Your objective: The entries below contain a line with "Request query: white boat hull" and a line with "Request query: boat reflection in water". Quote exactly those two lines and all lines between them.

--

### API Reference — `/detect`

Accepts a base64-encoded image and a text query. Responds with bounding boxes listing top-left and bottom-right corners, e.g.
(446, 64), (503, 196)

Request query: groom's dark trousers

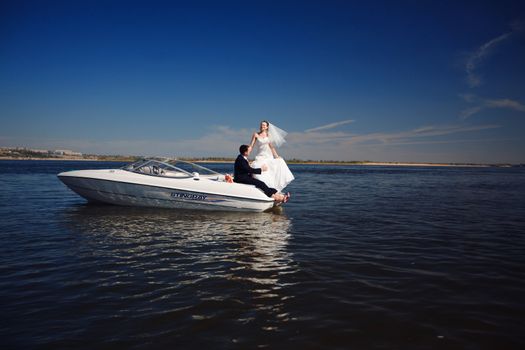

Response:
(233, 154), (277, 197)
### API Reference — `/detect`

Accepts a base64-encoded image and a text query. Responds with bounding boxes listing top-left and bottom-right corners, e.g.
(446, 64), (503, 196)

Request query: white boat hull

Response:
(58, 169), (275, 212)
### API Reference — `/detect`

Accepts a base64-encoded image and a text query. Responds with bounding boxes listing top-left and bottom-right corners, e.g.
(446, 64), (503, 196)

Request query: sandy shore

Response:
(350, 162), (490, 167)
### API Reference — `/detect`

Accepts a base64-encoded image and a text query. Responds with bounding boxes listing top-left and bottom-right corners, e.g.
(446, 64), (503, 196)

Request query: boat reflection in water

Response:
(61, 204), (297, 345)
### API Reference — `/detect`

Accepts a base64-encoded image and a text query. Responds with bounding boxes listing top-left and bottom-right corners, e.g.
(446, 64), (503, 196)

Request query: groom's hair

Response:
(239, 144), (249, 154)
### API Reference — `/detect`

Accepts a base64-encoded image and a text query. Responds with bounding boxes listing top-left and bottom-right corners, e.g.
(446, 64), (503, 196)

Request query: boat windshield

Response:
(122, 158), (221, 178)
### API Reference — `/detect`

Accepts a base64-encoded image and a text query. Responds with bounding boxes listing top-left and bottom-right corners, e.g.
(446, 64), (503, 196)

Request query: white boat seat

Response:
(139, 166), (153, 174)
(162, 170), (190, 178)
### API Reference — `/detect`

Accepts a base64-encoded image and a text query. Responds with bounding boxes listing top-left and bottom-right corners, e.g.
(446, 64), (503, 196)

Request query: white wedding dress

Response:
(251, 136), (295, 192)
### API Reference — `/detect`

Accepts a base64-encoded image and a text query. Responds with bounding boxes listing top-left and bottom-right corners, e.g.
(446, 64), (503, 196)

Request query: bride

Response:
(248, 120), (295, 192)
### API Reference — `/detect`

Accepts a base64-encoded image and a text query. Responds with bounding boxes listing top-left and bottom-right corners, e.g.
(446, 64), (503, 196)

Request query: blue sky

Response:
(1, 0), (524, 163)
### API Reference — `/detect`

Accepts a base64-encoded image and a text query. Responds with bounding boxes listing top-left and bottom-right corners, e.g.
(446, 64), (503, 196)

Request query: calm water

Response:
(1, 160), (524, 349)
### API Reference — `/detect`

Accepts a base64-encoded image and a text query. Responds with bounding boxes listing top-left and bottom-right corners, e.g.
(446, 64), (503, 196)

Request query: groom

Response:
(234, 145), (288, 203)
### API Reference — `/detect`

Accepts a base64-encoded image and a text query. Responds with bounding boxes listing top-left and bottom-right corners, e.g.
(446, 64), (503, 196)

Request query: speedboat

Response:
(58, 158), (277, 212)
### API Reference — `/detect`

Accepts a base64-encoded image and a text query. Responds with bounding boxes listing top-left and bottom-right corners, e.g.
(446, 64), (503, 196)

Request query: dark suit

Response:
(234, 154), (277, 197)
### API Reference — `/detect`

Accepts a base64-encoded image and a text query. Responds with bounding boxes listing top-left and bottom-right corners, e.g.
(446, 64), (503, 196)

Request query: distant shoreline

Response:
(0, 157), (113, 162)
(0, 156), (507, 167)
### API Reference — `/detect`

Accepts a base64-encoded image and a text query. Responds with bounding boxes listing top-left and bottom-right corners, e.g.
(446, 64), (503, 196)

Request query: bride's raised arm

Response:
(249, 132), (257, 148)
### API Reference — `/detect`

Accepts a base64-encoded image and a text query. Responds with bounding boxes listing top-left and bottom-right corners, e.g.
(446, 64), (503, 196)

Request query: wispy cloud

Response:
(298, 122), (478, 147)
(459, 22), (525, 119)
(460, 106), (484, 119)
(305, 119), (355, 132)
(287, 122), (501, 155)
(465, 22), (524, 88)
(367, 137), (512, 147)
(465, 31), (512, 87)
(286, 122), (502, 162)
(344, 124), (500, 145)
(459, 95), (525, 119)
(486, 98), (525, 111)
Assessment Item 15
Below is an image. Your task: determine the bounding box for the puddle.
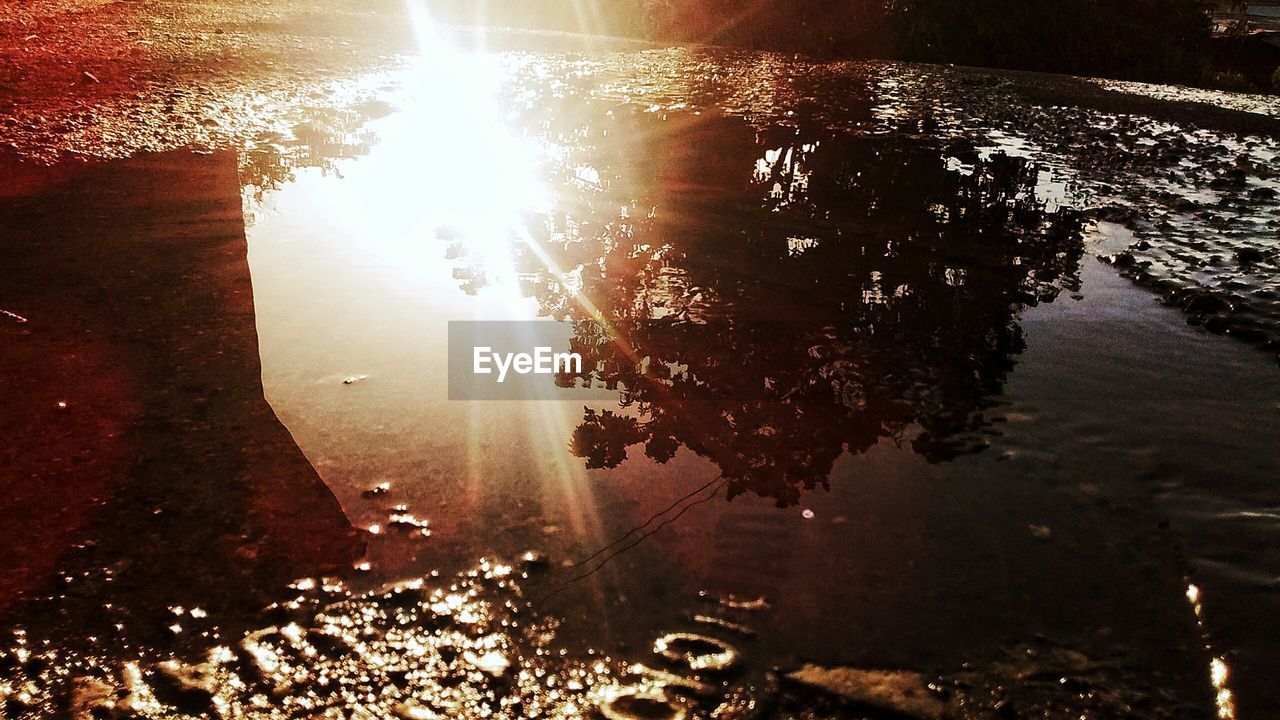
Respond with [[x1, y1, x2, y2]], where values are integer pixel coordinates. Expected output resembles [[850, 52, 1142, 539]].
[[3, 32, 1280, 720]]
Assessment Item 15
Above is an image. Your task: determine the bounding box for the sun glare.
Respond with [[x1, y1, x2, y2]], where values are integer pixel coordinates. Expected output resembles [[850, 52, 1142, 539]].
[[326, 0, 553, 307]]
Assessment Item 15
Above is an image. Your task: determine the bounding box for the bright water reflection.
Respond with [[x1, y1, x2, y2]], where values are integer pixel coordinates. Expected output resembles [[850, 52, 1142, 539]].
[[239, 42, 1280, 718], [5, 33, 1280, 720]]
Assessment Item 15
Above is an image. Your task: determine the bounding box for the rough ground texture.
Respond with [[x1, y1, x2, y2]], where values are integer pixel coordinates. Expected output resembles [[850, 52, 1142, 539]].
[[0, 0, 411, 160], [0, 559, 1217, 719]]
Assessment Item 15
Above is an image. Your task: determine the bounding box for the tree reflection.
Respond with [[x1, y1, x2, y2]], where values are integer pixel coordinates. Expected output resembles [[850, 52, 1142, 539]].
[[219, 72, 1087, 507], [238, 107, 378, 207], [496, 111, 1086, 505]]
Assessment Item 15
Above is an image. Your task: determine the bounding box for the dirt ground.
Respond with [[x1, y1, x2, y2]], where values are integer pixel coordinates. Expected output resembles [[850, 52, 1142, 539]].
[[5, 0, 1280, 164], [0, 0, 411, 161]]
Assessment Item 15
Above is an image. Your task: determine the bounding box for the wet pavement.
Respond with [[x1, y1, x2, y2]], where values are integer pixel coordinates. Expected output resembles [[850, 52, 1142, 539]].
[[3, 4, 1280, 720]]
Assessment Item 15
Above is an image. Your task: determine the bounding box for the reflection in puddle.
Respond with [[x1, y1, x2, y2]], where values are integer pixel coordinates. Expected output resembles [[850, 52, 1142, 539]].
[[270, 49, 1089, 505], [0, 152, 361, 648], [531, 122, 1084, 504], [1187, 583, 1236, 720], [4, 29, 1280, 720]]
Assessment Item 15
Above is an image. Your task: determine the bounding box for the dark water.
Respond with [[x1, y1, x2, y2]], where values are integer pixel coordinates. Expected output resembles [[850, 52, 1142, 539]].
[[2, 45, 1280, 720]]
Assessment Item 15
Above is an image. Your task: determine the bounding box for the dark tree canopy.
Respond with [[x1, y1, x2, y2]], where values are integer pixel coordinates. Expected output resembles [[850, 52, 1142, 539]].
[[436, 87, 1087, 504]]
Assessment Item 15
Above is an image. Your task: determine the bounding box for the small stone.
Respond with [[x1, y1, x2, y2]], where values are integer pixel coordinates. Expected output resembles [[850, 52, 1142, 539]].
[[519, 550, 549, 570], [599, 688, 686, 720], [393, 702, 442, 720], [1110, 251, 1137, 268], [1235, 247, 1266, 264], [362, 482, 391, 498], [68, 677, 115, 720], [1182, 291, 1232, 314], [785, 665, 948, 720], [306, 628, 355, 657], [151, 660, 218, 715]]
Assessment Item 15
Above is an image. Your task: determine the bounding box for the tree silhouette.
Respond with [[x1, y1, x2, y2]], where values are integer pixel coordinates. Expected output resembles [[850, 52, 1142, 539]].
[[441, 105, 1085, 504]]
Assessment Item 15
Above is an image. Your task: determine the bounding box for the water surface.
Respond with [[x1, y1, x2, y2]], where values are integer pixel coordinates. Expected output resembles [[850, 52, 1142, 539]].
[[3, 41, 1280, 720]]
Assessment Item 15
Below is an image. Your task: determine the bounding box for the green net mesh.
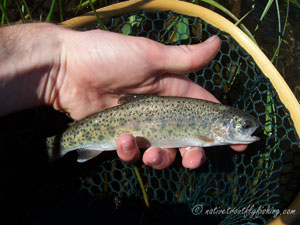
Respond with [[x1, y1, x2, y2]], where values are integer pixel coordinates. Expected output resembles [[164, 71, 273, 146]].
[[78, 10, 300, 224]]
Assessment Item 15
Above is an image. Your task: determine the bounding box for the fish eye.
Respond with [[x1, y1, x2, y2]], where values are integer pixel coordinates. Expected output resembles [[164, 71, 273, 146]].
[[242, 121, 252, 129]]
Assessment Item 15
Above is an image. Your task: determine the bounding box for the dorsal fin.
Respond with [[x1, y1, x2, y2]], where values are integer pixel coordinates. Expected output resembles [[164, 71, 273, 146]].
[[118, 94, 153, 104]]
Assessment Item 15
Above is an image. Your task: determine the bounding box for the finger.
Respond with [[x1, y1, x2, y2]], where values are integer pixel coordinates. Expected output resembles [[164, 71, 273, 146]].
[[153, 35, 221, 74], [230, 144, 248, 152], [142, 147, 177, 170], [179, 147, 206, 169], [116, 133, 140, 162]]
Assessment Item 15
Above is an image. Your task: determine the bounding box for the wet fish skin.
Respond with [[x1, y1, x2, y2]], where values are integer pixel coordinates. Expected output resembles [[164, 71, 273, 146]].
[[47, 95, 260, 162]]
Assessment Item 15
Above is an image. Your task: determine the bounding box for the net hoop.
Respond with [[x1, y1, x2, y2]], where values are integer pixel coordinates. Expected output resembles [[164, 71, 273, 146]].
[[61, 1, 300, 224]]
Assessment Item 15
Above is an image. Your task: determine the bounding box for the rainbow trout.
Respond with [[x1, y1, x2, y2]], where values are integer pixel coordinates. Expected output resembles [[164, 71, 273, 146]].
[[47, 95, 260, 162]]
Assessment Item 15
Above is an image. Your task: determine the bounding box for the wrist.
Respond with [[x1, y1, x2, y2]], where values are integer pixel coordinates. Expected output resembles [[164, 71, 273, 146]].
[[0, 23, 64, 116]]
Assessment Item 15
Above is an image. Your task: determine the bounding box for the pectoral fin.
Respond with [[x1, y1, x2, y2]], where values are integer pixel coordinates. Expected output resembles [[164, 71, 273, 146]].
[[76, 149, 103, 163], [196, 135, 214, 143]]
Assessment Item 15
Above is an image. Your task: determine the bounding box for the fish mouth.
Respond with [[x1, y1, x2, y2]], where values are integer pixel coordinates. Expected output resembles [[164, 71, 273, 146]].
[[231, 126, 260, 144], [228, 127, 261, 144], [237, 124, 261, 144], [233, 135, 260, 144]]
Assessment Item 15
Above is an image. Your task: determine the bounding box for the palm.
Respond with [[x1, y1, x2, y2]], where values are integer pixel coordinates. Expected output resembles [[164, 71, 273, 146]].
[[54, 29, 220, 120]]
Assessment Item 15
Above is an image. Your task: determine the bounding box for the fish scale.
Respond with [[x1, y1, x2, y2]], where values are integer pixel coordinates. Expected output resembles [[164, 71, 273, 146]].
[[47, 95, 260, 163]]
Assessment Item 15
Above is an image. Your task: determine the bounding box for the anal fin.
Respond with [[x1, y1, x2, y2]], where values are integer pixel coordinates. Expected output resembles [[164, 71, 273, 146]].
[[76, 149, 103, 163]]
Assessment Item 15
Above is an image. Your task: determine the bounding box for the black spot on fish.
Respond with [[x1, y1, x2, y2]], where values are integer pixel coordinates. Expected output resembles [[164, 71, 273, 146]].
[[83, 133, 92, 141], [98, 135, 104, 141], [71, 129, 79, 136], [93, 123, 100, 130]]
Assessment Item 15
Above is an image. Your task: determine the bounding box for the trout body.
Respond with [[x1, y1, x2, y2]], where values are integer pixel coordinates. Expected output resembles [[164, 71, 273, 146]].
[[47, 95, 260, 162]]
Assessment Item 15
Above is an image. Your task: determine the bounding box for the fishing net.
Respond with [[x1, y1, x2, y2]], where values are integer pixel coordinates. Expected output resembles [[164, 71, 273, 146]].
[[73, 10, 300, 224]]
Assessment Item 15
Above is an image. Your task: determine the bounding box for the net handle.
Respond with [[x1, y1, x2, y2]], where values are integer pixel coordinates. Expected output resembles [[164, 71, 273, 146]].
[[61, 1, 300, 224]]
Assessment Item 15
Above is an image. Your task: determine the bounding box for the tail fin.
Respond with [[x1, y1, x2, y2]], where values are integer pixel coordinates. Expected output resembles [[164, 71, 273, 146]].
[[46, 135, 105, 163], [46, 135, 61, 162]]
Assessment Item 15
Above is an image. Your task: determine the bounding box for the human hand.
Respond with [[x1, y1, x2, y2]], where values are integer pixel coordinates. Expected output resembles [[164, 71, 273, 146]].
[[45, 28, 247, 169]]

--

Solution for this task:
Request query: white boat hull

Response:
(58, 169), (275, 212)
### API Reference — `/detect`

Accepts a base64-encoded image and a text query. Responds with bounding boxes listing top-left and bottom-right corners, e.g.
(446, 64), (503, 196)

Request query: sandy shore

Response:
(350, 162), (490, 167)
### API Reference — `/detect`

Accepts a base64-encoded image and a text query. Responds with bounding boxes listing top-left and bottom-right corners, e.g.
(446, 64), (503, 196)

Request query: boat reflection in water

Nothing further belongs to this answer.